## Listed entries
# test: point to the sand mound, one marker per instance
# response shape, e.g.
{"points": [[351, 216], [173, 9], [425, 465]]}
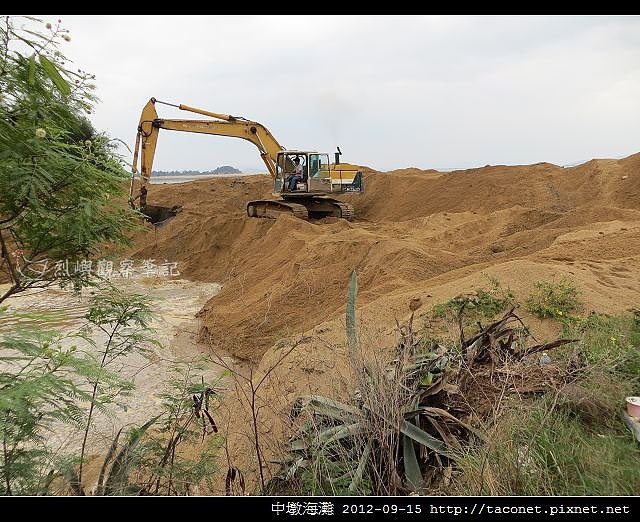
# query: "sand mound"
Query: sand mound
{"points": [[423, 233]]}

## The task
Rewrite the records above with every occurrence of "sand mound" replaced by "dirt pile" and everything else unchanged. Leave the pictures out of your version.

## Result of the exercise
# test: point to the dirt pile, one marker per instance
# response shape, e.g.
{"points": [[351, 216], [173, 9], [425, 465]]}
# query: "dirt pile"
Query: dirt pile
{"points": [[423, 233]]}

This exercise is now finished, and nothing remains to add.